* [AIM OF THE EXERCISE] Every record should be written out exactly, with the pictures left out.

(RECORD SET begins)

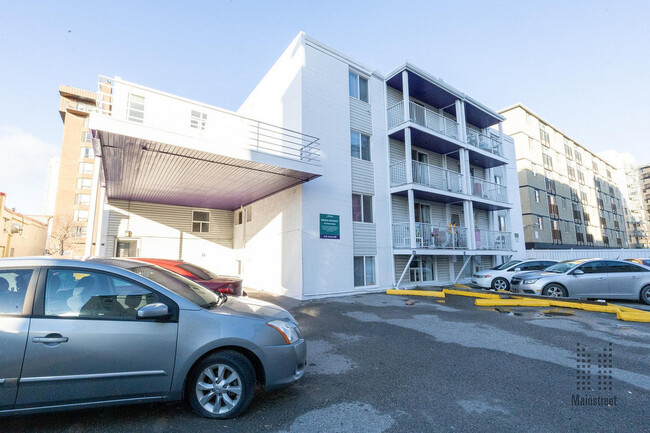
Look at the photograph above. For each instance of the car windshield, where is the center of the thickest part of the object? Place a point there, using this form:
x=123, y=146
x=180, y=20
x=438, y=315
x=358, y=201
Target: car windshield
x=562, y=267
x=200, y=273
x=506, y=265
x=184, y=287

(RECORD SET ends)

* [EXPECTED ANSWER]
Look at the photograph above. For each instance of the car windshield, where is the center of the thickest part of the object? Place a point there, using this form:
x=123, y=146
x=180, y=20
x=438, y=315
x=358, y=201
Target: car windshield
x=562, y=267
x=200, y=273
x=506, y=265
x=184, y=287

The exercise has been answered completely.